The Western Kentucky Division transports its natural gas requirements
through firm transportation agreements with Texas Gas and Tennessee Gas
with the exception of a small percentage of the requirements being
purchased directly from intrastate producers. The Western Kentucky
Division purchases its supply under staggered term contracts from major
producers and marketers including Texaco, Union Pacific, Vastar, Associated
Natural, Hadson and Chevron.
The Company's distribution system in the Western Kentucky Division
includes six underground storage facilities, which are used to help meet
customer requirements during peak demand periods and to reduce the need to
contract additional pipeline volumes to meet such peak demand periods. See
"Item 2. Properties" for further information regarding the underground
storage facilities. The Company has also bought gas in underground storage
facilities of Tennessee Gas in Louisiana and Kentucky under FERC Order 636.
The Greeley Gas Division purchases or transports approximately 72% of
its natural gas requirements on eight pipelines. Five of these are
regulated by the FERC and the remaining three are state regulated. The
FERC pipelines are Colorado Interstate Gas Company, Williams Natural Gas
Company, KNEnergy, Northwest Pipeline Corporation, and NorAm. The state
regulated pipelines are Public Service Company of Colorado, KPL Gas Service
Company and Kansas Pipeline Partnership in Kansas. Approximately 28% of
the Divisions's gas supply is purchased from local sources. Several of the
operating areas are in or adjacent to natural gas producing fields.
12
Each of the Greeley Gas Division's operating areas is connected to one
of the pipeline suppliers so that gas prices can be managed by using any of
three sources: pipeline purchase, pipeline transport, or local purchases.
Associated Natural Gas, Inc. is the main supplier to the Greeley Gas
Division's largest district, the Greeley District. There are two contracts
with ANGI - one contract for fixed-price base load gas put directly into
the Greeley Gas Division distribution system from natural gas processing
plants, and one contract for monthly market-sensitive spot purchases.

_Entries provided_
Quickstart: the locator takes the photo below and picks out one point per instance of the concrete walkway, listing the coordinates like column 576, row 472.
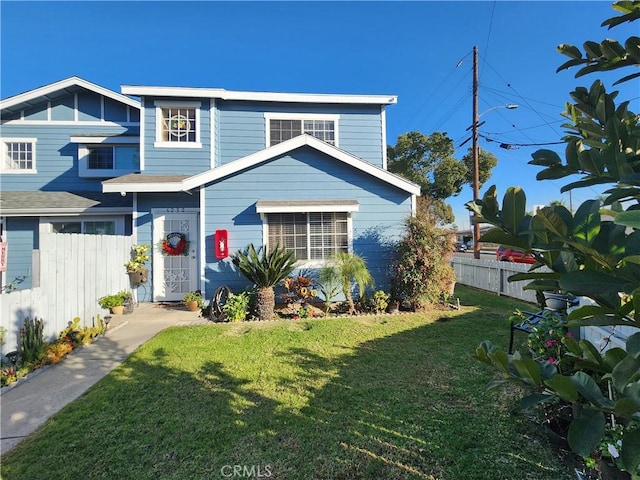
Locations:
column 31, row 401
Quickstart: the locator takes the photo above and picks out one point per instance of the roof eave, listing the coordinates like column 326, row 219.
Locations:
column 61, row 85
column 195, row 92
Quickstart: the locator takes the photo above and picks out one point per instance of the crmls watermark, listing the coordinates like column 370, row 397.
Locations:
column 246, row 471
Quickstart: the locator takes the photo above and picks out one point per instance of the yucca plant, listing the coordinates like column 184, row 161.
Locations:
column 265, row 270
column 352, row 268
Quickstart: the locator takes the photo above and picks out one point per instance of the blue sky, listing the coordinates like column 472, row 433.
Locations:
column 420, row 51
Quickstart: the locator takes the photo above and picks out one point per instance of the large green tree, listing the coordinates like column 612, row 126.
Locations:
column 593, row 253
column 429, row 161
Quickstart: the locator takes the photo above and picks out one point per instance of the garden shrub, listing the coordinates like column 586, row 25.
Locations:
column 422, row 269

_Problem set_
a) Set down the part of the gas supply text above from "The Company's distribution" up to and including "FERC Order 636.".
b) According to the gas supply text above, how many underground storage facilities are in the distribution system of the Western Kentucky Division?

_Full answers_
a)
The Company's distribution system in the Western Kentucky Division
includes six underground storage facilities, which are used to help meet
customer requirements during peak demand periods and to reduce the need to
contract additional pipeline volumes to meet such peak demand periods. See
"Item 2. Properties" for further information regarding the underground
storage facilities. The Company has also bought gas in underground storage
facilities of Tennessee Gas in Louisiana and Kentucky under FERC Order 636.

b) Six.